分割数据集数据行
________

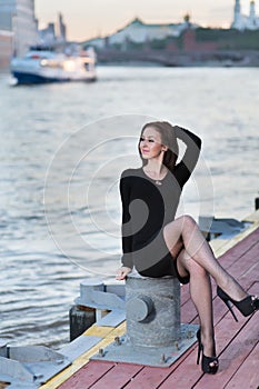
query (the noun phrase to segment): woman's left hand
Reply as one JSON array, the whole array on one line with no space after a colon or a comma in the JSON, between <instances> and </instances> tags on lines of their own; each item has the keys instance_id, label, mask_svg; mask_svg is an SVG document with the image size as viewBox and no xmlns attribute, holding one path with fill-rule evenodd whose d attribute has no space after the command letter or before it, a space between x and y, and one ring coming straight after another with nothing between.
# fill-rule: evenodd
<instances>
[{"instance_id":1,"label":"woman's left hand","mask_svg":"<svg viewBox=\"0 0 259 389\"><path fill-rule=\"evenodd\" d=\"M117 270L116 279L117 279L117 280L120 280L120 281L124 280L126 277L128 276L128 273L129 273L131 270L132 270L132 269L127 268L126 266L122 266L121 268L119 268L119 269Z\"/></svg>"}]
</instances>

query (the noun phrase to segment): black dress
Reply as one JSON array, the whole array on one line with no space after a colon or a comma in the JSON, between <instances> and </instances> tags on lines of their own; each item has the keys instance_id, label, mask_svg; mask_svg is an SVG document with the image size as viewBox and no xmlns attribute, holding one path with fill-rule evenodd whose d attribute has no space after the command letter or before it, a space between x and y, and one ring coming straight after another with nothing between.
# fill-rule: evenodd
<instances>
[{"instance_id":1,"label":"black dress","mask_svg":"<svg viewBox=\"0 0 259 389\"><path fill-rule=\"evenodd\" d=\"M127 169L120 178L122 201L122 265L136 268L146 277L178 277L177 261L167 248L163 227L175 220L180 194L199 158L201 140L178 128L177 138L186 143L186 152L161 181L148 177L142 168Z\"/></svg>"}]
</instances>

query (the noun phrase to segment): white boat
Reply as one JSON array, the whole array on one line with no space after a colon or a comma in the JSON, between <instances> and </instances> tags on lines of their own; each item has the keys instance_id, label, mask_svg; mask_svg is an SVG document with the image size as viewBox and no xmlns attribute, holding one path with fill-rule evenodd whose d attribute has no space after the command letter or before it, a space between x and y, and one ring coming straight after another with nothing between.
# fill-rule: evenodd
<instances>
[{"instance_id":1,"label":"white boat","mask_svg":"<svg viewBox=\"0 0 259 389\"><path fill-rule=\"evenodd\" d=\"M11 60L10 71L17 84L94 81L96 53L89 49L80 56L67 56L32 48L24 57Z\"/></svg>"}]
</instances>

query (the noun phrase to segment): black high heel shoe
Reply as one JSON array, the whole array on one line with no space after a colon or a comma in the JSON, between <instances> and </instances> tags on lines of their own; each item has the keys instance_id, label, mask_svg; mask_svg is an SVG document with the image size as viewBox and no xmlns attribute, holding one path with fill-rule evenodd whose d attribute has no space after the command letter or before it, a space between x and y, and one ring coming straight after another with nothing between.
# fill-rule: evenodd
<instances>
[{"instance_id":1,"label":"black high heel shoe","mask_svg":"<svg viewBox=\"0 0 259 389\"><path fill-rule=\"evenodd\" d=\"M197 365L200 362L200 353L202 352L201 357L201 369L203 372L207 372L209 375L216 375L219 368L219 360L218 357L207 357L203 355L203 345L201 343L201 336L200 336L200 328L197 331L197 340L198 340L198 357L197 357ZM215 363L211 366L211 363Z\"/></svg>"},{"instance_id":2,"label":"black high heel shoe","mask_svg":"<svg viewBox=\"0 0 259 389\"><path fill-rule=\"evenodd\" d=\"M248 296L241 301L235 301L231 299L220 287L217 287L218 297L226 303L228 309L233 316L233 319L238 321L230 302L243 315L249 316L252 315L256 310L259 309L259 299L257 296Z\"/></svg>"}]
</instances>

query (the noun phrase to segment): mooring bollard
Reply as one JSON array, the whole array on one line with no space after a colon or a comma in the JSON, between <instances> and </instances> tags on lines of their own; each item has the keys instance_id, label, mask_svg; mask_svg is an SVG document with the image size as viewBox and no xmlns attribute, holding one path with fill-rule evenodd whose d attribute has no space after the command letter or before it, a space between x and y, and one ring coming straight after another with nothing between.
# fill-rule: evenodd
<instances>
[{"instance_id":1,"label":"mooring bollard","mask_svg":"<svg viewBox=\"0 0 259 389\"><path fill-rule=\"evenodd\" d=\"M133 346L167 347L181 337L180 282L177 278L126 280L127 338Z\"/></svg>"}]
</instances>

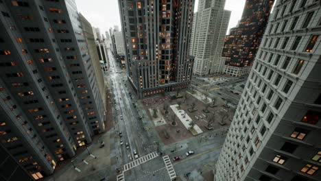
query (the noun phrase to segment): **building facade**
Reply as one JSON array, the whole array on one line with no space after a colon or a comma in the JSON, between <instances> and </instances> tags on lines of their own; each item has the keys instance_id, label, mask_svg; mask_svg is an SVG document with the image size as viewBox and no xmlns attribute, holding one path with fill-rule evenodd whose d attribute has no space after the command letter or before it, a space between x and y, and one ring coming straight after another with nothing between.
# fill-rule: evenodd
<instances>
[{"instance_id":1,"label":"building facade","mask_svg":"<svg viewBox=\"0 0 321 181\"><path fill-rule=\"evenodd\" d=\"M226 36L222 56L225 73L242 76L250 73L274 0L246 0L238 26Z\"/></svg>"},{"instance_id":2,"label":"building facade","mask_svg":"<svg viewBox=\"0 0 321 181\"><path fill-rule=\"evenodd\" d=\"M104 132L75 1L0 1L0 143L38 180Z\"/></svg>"},{"instance_id":3,"label":"building facade","mask_svg":"<svg viewBox=\"0 0 321 181\"><path fill-rule=\"evenodd\" d=\"M194 0L119 0L129 82L139 98L187 88Z\"/></svg>"},{"instance_id":4,"label":"building facade","mask_svg":"<svg viewBox=\"0 0 321 181\"><path fill-rule=\"evenodd\" d=\"M116 51L117 52L117 60L123 69L126 69L125 47L123 45L123 37L122 32L114 32Z\"/></svg>"},{"instance_id":5,"label":"building facade","mask_svg":"<svg viewBox=\"0 0 321 181\"><path fill-rule=\"evenodd\" d=\"M320 1L276 1L215 180L321 180L320 10Z\"/></svg>"},{"instance_id":6,"label":"building facade","mask_svg":"<svg viewBox=\"0 0 321 181\"><path fill-rule=\"evenodd\" d=\"M224 0L199 1L190 48L195 56L193 73L196 76L223 73L225 58L222 52L230 16L224 4Z\"/></svg>"}]
</instances>

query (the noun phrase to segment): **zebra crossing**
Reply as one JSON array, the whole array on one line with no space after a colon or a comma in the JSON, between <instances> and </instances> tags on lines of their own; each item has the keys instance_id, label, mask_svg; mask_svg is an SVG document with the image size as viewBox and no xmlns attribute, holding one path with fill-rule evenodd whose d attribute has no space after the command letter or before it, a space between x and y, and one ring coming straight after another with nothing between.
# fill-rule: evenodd
<instances>
[{"instance_id":1,"label":"zebra crossing","mask_svg":"<svg viewBox=\"0 0 321 181\"><path fill-rule=\"evenodd\" d=\"M168 174L171 178L171 180L173 180L176 178L176 173L175 173L175 170L174 169L173 165L171 162L171 159L168 155L163 156L163 159L164 160L164 162L166 166L166 169L167 169Z\"/></svg>"},{"instance_id":2,"label":"zebra crossing","mask_svg":"<svg viewBox=\"0 0 321 181\"><path fill-rule=\"evenodd\" d=\"M153 159L154 158L156 158L158 156L158 154L157 154L156 152L154 152L152 153L150 153L147 155L145 155L143 157L141 157L132 162L130 162L126 165L123 165L123 171L128 171L129 169L131 169L142 163L144 163L148 160L150 160L152 159Z\"/></svg>"},{"instance_id":3,"label":"zebra crossing","mask_svg":"<svg viewBox=\"0 0 321 181\"><path fill-rule=\"evenodd\" d=\"M125 176L123 176L123 172L117 176L117 181L125 181Z\"/></svg>"}]
</instances>

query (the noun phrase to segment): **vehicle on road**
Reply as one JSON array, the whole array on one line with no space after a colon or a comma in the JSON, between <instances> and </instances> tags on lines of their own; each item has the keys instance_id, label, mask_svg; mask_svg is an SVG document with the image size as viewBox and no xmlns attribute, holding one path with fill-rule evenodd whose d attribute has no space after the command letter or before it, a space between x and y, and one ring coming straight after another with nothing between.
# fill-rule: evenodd
<instances>
[{"instance_id":1,"label":"vehicle on road","mask_svg":"<svg viewBox=\"0 0 321 181\"><path fill-rule=\"evenodd\" d=\"M178 156L176 156L174 158L173 158L173 161L176 161L176 160L178 160L180 159L180 158Z\"/></svg>"},{"instance_id":2,"label":"vehicle on road","mask_svg":"<svg viewBox=\"0 0 321 181\"><path fill-rule=\"evenodd\" d=\"M194 154L194 151L189 150L189 152L185 153L186 156L189 156Z\"/></svg>"},{"instance_id":3,"label":"vehicle on road","mask_svg":"<svg viewBox=\"0 0 321 181\"><path fill-rule=\"evenodd\" d=\"M135 159L139 158L139 156L138 155L137 152L136 151L136 149L132 150L132 152L134 153L134 158Z\"/></svg>"}]
</instances>

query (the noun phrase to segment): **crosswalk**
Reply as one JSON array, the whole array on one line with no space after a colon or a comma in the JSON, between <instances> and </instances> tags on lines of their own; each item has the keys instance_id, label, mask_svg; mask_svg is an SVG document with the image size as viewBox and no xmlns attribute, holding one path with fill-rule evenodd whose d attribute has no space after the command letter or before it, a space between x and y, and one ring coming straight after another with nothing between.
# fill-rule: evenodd
<instances>
[{"instance_id":1,"label":"crosswalk","mask_svg":"<svg viewBox=\"0 0 321 181\"><path fill-rule=\"evenodd\" d=\"M154 152L152 153L150 153L147 155L145 155L143 157L141 157L132 162L130 162L126 165L123 165L123 171L128 171L130 169L132 169L142 163L144 163L148 160L150 160L152 159L153 159L154 158L156 158L158 156L158 154L157 154L157 152Z\"/></svg>"},{"instance_id":2,"label":"crosswalk","mask_svg":"<svg viewBox=\"0 0 321 181\"><path fill-rule=\"evenodd\" d=\"M175 170L174 169L173 165L171 162L171 159L168 155L163 156L163 159L164 160L164 162L166 166L166 169L167 169L168 174L171 178L171 180L173 180L176 178L176 173L175 173Z\"/></svg>"},{"instance_id":3,"label":"crosswalk","mask_svg":"<svg viewBox=\"0 0 321 181\"><path fill-rule=\"evenodd\" d=\"M125 181L123 172L121 174L117 176L117 181Z\"/></svg>"}]
</instances>

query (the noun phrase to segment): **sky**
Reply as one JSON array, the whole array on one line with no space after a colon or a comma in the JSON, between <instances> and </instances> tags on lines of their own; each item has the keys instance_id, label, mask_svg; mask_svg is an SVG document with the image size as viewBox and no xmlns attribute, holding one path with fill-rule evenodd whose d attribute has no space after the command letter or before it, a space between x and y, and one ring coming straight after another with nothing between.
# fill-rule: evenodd
<instances>
[{"instance_id":1,"label":"sky","mask_svg":"<svg viewBox=\"0 0 321 181\"><path fill-rule=\"evenodd\" d=\"M91 25L100 29L101 34L108 31L110 27L118 25L121 29L117 0L75 0L78 11L85 16ZM226 0L225 10L232 11L228 29L235 27L242 16L246 0ZM195 0L194 12L197 11L198 0ZM228 30L227 34L228 34Z\"/></svg>"}]
</instances>

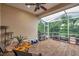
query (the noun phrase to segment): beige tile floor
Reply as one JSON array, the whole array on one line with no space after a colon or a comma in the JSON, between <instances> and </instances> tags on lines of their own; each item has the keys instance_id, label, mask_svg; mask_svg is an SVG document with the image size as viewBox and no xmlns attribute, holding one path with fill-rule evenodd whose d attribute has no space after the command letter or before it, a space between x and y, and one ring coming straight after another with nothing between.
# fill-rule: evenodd
<instances>
[{"instance_id":1,"label":"beige tile floor","mask_svg":"<svg viewBox=\"0 0 79 59\"><path fill-rule=\"evenodd\" d=\"M43 56L79 56L79 46L47 39L33 45L29 52Z\"/></svg>"}]
</instances>

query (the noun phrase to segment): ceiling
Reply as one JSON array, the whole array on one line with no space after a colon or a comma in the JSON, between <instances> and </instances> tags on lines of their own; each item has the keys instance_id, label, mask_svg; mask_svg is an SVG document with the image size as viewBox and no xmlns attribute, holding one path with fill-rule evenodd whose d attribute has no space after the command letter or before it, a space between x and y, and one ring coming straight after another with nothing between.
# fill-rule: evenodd
<instances>
[{"instance_id":1,"label":"ceiling","mask_svg":"<svg viewBox=\"0 0 79 59\"><path fill-rule=\"evenodd\" d=\"M24 10L24 11L27 11L35 16L42 16L44 14L48 14L49 12L52 12L52 11L56 11L57 9L60 9L62 7L66 7L68 6L69 8L69 5L76 5L76 4L67 4L67 3L46 3L46 4L43 4L44 7L47 8L47 11L44 11L43 9L40 9L36 12L34 12L34 8L35 6L31 6L30 8L28 8L25 3L6 3L6 5L9 5L9 6L12 6L12 7L16 7L18 9L21 9L21 10ZM72 7L72 6L70 6Z\"/></svg>"}]
</instances>

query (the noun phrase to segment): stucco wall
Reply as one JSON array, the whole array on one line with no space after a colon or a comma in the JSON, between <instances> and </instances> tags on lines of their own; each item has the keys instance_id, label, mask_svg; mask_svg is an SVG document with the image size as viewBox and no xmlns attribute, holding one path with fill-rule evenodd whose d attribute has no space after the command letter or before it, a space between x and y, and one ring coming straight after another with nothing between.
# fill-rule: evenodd
<instances>
[{"instance_id":1,"label":"stucco wall","mask_svg":"<svg viewBox=\"0 0 79 59\"><path fill-rule=\"evenodd\" d=\"M9 26L7 31L14 32L14 35L22 34L27 38L37 38L38 18L36 16L5 4L1 6L1 25Z\"/></svg>"}]
</instances>

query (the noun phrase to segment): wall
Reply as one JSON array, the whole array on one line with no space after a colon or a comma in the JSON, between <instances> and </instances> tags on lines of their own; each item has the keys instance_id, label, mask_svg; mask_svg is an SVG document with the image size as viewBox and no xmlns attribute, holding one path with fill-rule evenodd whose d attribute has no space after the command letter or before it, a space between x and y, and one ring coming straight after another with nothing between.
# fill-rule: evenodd
<instances>
[{"instance_id":1,"label":"wall","mask_svg":"<svg viewBox=\"0 0 79 59\"><path fill-rule=\"evenodd\" d=\"M14 35L22 34L27 38L37 38L38 18L28 12L2 4L1 25L9 26L7 31Z\"/></svg>"}]
</instances>

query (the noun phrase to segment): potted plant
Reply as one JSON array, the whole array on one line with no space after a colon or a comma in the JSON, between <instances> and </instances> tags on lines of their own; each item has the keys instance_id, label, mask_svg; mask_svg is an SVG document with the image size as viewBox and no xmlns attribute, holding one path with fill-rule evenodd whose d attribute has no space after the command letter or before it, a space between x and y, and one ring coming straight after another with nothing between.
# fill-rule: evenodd
<instances>
[{"instance_id":1,"label":"potted plant","mask_svg":"<svg viewBox=\"0 0 79 59\"><path fill-rule=\"evenodd\" d=\"M16 36L14 38L16 38L18 40L18 42L19 42L18 44L20 44L25 39L22 35Z\"/></svg>"}]
</instances>

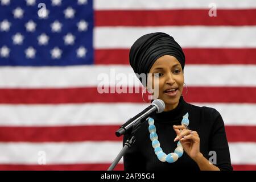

________

> _任务要求_
选出上述数据行中所有包含字符串“left”的行，并将其逐行原样抄录。

> _任务结果_
query (the noun phrase to segment): woman's left hand
[{"instance_id":1,"label":"woman's left hand","mask_svg":"<svg viewBox=\"0 0 259 389\"><path fill-rule=\"evenodd\" d=\"M117 270L116 279L117 279L117 280L120 280L120 281L124 280L126 277L128 276L128 273L129 273L131 270L132 270L132 269L127 268L126 266L122 266L121 268L119 268L119 269Z\"/></svg>"}]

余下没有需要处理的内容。